**Task input**
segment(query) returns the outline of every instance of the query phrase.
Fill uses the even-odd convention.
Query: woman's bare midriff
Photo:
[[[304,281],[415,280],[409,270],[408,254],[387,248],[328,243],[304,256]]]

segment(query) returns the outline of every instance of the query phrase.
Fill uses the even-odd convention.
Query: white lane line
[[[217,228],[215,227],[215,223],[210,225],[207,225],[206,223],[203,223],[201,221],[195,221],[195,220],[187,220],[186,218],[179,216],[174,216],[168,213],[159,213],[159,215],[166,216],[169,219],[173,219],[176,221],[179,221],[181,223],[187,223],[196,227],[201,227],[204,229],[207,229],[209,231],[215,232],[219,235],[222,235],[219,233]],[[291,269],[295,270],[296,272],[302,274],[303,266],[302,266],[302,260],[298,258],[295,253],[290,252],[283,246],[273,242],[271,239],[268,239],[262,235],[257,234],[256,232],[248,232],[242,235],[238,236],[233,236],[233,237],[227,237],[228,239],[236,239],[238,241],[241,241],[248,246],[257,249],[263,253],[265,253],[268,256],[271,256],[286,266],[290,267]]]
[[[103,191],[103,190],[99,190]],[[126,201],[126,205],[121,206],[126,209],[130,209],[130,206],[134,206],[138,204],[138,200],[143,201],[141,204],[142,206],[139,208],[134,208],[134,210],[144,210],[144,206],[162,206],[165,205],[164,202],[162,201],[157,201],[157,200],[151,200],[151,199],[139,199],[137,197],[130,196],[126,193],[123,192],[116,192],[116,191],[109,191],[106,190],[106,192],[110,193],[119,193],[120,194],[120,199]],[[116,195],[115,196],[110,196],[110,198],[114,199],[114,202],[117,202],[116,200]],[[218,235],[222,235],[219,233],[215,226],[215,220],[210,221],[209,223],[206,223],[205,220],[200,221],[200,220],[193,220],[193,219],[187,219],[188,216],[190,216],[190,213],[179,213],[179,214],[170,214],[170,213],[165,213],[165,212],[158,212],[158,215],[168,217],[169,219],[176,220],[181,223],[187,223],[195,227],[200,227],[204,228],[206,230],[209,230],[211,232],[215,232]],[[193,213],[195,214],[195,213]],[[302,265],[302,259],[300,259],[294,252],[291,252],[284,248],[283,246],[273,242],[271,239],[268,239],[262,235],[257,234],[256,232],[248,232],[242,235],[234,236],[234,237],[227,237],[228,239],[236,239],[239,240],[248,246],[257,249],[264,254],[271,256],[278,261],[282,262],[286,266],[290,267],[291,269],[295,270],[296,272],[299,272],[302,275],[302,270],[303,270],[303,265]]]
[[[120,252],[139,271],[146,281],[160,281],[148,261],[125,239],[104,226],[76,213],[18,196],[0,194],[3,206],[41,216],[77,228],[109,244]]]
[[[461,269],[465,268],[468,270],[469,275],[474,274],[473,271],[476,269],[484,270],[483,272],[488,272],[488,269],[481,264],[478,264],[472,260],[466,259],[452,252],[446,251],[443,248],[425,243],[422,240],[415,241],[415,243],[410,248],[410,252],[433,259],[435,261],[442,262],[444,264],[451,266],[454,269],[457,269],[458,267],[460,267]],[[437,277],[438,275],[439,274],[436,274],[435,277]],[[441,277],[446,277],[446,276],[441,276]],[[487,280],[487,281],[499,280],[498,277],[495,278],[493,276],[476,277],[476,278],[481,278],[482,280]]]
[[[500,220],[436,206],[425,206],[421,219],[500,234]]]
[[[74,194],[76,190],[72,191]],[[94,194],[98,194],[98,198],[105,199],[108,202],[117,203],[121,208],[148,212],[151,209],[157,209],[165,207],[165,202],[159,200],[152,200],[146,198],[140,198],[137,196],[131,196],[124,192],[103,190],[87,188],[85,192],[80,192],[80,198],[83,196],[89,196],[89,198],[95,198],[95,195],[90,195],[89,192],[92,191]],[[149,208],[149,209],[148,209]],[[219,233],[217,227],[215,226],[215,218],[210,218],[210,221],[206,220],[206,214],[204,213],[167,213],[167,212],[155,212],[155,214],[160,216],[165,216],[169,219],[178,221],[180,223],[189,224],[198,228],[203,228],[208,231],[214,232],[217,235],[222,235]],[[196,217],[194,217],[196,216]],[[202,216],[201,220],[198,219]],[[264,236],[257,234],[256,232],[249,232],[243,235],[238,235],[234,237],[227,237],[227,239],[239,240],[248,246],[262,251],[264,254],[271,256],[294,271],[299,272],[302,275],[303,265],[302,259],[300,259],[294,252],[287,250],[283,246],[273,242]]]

**Problem requirements**
Return the listing in full, matching each word exactly.

**Written solution**
segment(query) returns the outline of every instance of the query phrase.
Fill uses the even-odd convention.
Query: woman's bare midriff
Photo:
[[[304,281],[415,280],[409,270],[408,254],[387,248],[328,243],[304,256]]]

segment(query) returns the outline of every instance of the query phrase.
Fill uses the even-odd convention.
Query: white lane line
[[[217,228],[215,227],[215,223],[210,225],[207,225],[206,223],[203,223],[201,221],[195,221],[195,220],[187,220],[186,218],[179,216],[174,216],[168,213],[159,213],[159,215],[166,216],[169,219],[173,219],[176,221],[179,221],[181,223],[187,223],[196,227],[201,227],[204,229],[207,229],[209,231],[215,232],[219,235],[222,235],[219,233]],[[291,269],[295,270],[296,272],[302,274],[303,266],[302,266],[302,260],[298,258],[295,253],[290,252],[283,246],[273,242],[271,239],[268,239],[262,235],[257,234],[256,232],[248,232],[242,235],[238,236],[233,236],[233,237],[227,237],[228,239],[236,239],[238,241],[241,241],[248,246],[257,249],[263,253],[265,253],[268,256],[271,256],[286,266],[290,267]]]
[[[103,191],[103,190],[99,190]],[[126,201],[126,205],[121,206],[126,209],[130,209],[130,206],[134,206],[138,204],[138,200],[143,201],[141,204],[142,206],[139,208],[134,208],[134,210],[144,210],[144,206],[162,206],[165,205],[164,202],[162,201],[157,201],[157,200],[151,200],[151,199],[139,199],[137,197],[130,196],[126,193],[123,192],[116,192],[116,191],[109,191],[106,190],[106,192],[110,193],[119,193],[120,194],[120,199]],[[116,195],[115,196],[110,196],[110,198],[114,199],[114,202],[117,202],[116,200]],[[218,235],[222,235],[219,233],[215,226],[215,220],[210,221],[209,223],[206,223],[205,220],[200,221],[200,220],[193,220],[193,219],[187,219],[188,216],[190,216],[190,213],[179,213],[179,214],[170,214],[170,213],[165,213],[165,212],[158,212],[158,215],[168,217],[169,219],[176,220],[181,223],[187,223],[195,227],[200,227],[204,228],[206,230],[209,230],[211,232],[215,232]],[[193,213],[195,214],[195,213]],[[302,265],[302,259],[300,259],[294,252],[291,252],[284,248],[283,246],[273,242],[271,239],[268,239],[262,235],[257,234],[256,232],[248,232],[242,235],[234,236],[234,237],[227,237],[228,239],[236,239],[239,240],[248,246],[257,249],[264,254],[271,256],[278,261],[282,262],[286,266],[290,267],[291,269],[295,270],[296,272],[299,272],[302,275],[302,270],[303,270],[303,265]]]
[[[120,252],[139,271],[146,281],[160,281],[148,261],[125,239],[104,226],[76,213],[18,196],[0,194],[3,206],[41,216],[77,228],[109,244]]]
[[[461,269],[465,268],[468,270],[469,275],[474,274],[473,271],[476,269],[484,270],[483,272],[488,272],[488,269],[481,264],[478,264],[472,260],[466,259],[452,252],[446,251],[443,248],[425,243],[422,240],[415,241],[415,243],[410,248],[410,252],[433,259],[435,261],[442,262],[444,264],[451,266],[454,269],[457,269],[458,267],[460,267]],[[437,277],[438,275],[439,274],[436,274],[435,277]],[[441,277],[446,277],[446,276],[441,276]],[[487,280],[487,281],[499,280],[498,277],[495,278],[493,276],[476,277],[476,278],[481,278],[482,280]]]
[[[500,220],[436,206],[425,206],[421,219],[500,234]]]
[[[74,194],[76,190],[72,191]],[[94,194],[98,194],[98,198],[105,199],[108,202],[117,203],[121,208],[148,212],[151,209],[157,209],[165,207],[165,202],[159,200],[152,200],[146,198],[140,198],[137,196],[131,196],[124,192],[103,190],[87,188],[85,192],[80,192],[80,198],[83,196],[89,196],[89,198],[95,198],[95,195],[90,195],[89,192],[92,191]],[[149,208],[149,209],[148,209]],[[219,233],[217,227],[215,226],[215,218],[210,218],[210,221],[206,220],[206,214],[204,213],[167,213],[167,212],[155,212],[155,214],[160,216],[165,216],[169,219],[178,221],[180,223],[189,224],[198,228],[203,228],[208,231],[214,232],[217,235],[222,235]],[[196,217],[194,217],[196,216]],[[202,216],[201,220],[198,219]],[[264,236],[257,234],[256,232],[249,232],[243,235],[238,235],[234,237],[227,237],[227,239],[239,240],[248,246],[262,251],[264,254],[271,256],[294,271],[299,272],[302,275],[303,265],[302,259],[300,259],[294,252],[287,250],[283,246],[273,242]]]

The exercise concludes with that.